## [Excerpted passage]
▼

Scheduled Downtime
On Friday 21 April 2023 @ 5pm MT, this website will be down for maintenance and expected to return online the morning of 24 April 2023 at the latest

Errors getting restart files

This post was from a previous version of the WRF&MPAS-A Support Forum. New replies have been disabled and if you have follow up questions related to this post, then please start a new thread from the forum home page.

dycrisis

New member
Hi,
I have made several tests based on the 60-3 km mesh and encountered problems getting the restart file.
Here is my namelist.atmosphere:
Code:
&nhyd_model
    config_dt = 15.0
    config_start_time = '2018-05-17_12:00:00'
    config_run_duration = '3:00:00'
    config_len_disp = 3000.0
/
&decomposition
    config_block_decomp_file_prefix = 'x20.chn.graph.info.part.'
/
&restart
    config_do_restart = false
/
&physics
    config_sst_update = false
    config_sstdiurn_update = false
    config_deepsoiltemp_update = false
    config_radtlw_interval = '00:30:00'
    config_radtsw_interval = '00:30:00'
    config_bucket_update = 'none'
    config_physics_suite = 'mesoscale_reference'
    config_convection_scheme = 'cu_kain_fritsch'
    config_microp_scheme = 'mp_thompson'
/
At first, I ran the model without the restart stream, so my streams.atmosphere file was:
Code:
<streams>
<immutable_stream name="input"
                  type="input"
                  filename_template="x20.chn.init.nc"
                  input_interval="initial_only" />

<stream name="output"
        type="output"
        precision="single"
        filename_template="history.$Y-$M-$D_$h.$m.$s.nc"
        output_interval="3:00:00" >

        <file name="stream_list.atmosphere.output"/>
</stream>

<stream name="diagnostics"
        type="output"
        precision="single"
        filename_template="diag.$Y-$M-$D_$h.$m.$s.nc"
        output_interval="1:00:00" >

        <file name="stream_list.atmosphere.diagnostics"/>
</stream>
</streams>
The model ran normally based on these settings. However, when I added the "restart" stream like this:
Code:
<streams>
<immutable_stream name="input"
                  type="input"
                  filename_template="x20.chn.init.nc"
                  input_interval="initial_only" />

<immutable_stream name="restart"
                  type="output"
                  filename_template="restart.$Y-$M-$D_$h.$m.$s.nc"
                  output_interval="3:00:00" />

<stream name="output"
        type="output"
        precision="single"

▲

## [Problem requirements]
Reproduce the passage of the forum post on restart file errors above, starting at "Scheduled Downtime" and ending at "the restart file.".

## [Dataset]
▼

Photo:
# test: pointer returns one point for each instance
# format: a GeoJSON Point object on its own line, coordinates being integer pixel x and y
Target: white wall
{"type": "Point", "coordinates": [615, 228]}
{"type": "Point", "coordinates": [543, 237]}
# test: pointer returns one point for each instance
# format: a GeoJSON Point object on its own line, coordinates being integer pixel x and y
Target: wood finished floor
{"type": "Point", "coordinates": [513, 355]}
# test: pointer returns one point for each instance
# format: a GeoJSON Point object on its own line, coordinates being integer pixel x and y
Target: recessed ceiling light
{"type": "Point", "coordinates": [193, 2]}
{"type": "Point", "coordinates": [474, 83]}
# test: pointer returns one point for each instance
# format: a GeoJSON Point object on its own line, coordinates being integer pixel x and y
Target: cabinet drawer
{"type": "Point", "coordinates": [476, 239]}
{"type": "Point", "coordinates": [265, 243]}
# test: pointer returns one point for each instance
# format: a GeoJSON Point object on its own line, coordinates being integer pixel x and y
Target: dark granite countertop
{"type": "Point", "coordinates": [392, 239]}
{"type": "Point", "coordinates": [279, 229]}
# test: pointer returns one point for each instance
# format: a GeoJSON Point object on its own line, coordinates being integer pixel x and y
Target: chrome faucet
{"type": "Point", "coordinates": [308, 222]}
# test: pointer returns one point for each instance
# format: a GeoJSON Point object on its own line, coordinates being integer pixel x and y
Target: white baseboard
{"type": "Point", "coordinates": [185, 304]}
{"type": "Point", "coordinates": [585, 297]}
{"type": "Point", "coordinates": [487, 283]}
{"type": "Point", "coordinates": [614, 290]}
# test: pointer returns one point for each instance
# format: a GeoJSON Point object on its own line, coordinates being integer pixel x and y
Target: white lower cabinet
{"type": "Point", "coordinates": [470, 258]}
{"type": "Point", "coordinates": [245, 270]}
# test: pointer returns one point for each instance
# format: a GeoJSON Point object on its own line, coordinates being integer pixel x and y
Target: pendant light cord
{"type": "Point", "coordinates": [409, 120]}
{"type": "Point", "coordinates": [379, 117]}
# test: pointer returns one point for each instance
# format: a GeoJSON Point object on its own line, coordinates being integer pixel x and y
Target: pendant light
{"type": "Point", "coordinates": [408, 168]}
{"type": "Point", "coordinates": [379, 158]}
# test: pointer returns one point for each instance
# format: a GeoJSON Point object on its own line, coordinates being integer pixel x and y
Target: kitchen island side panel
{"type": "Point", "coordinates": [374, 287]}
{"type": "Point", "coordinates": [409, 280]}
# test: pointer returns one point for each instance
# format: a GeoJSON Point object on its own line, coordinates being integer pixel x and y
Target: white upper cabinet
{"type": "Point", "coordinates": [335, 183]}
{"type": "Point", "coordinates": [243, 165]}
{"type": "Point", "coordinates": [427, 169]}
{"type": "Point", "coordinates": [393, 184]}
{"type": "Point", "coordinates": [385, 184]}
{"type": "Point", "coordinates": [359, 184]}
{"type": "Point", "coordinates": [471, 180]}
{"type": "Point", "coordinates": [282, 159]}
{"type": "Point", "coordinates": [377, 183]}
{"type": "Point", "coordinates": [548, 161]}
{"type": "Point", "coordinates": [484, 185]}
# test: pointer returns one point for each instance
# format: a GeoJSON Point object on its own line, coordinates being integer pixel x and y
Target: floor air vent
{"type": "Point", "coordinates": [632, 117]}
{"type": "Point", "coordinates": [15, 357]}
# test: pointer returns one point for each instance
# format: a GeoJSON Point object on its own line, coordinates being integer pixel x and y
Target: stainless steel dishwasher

▲

## [Response area]
Scheduled Downtime
On Friday 21 April 2023 @ 5pm MT, this website will be down for maintenance and expected to return online the morning of 24 April 2023 at the latest

Errors getting restart files

This post was from a previous version of the WRF&MPAS-A Support Forum. New replies have been disabled and if you have follow up questions related to this post, then please start a new thread from the forum home page.

dycrisis

New member
Hi,
I have made several tests based on the 60-3 km mesh and encountered problems getting the restart file.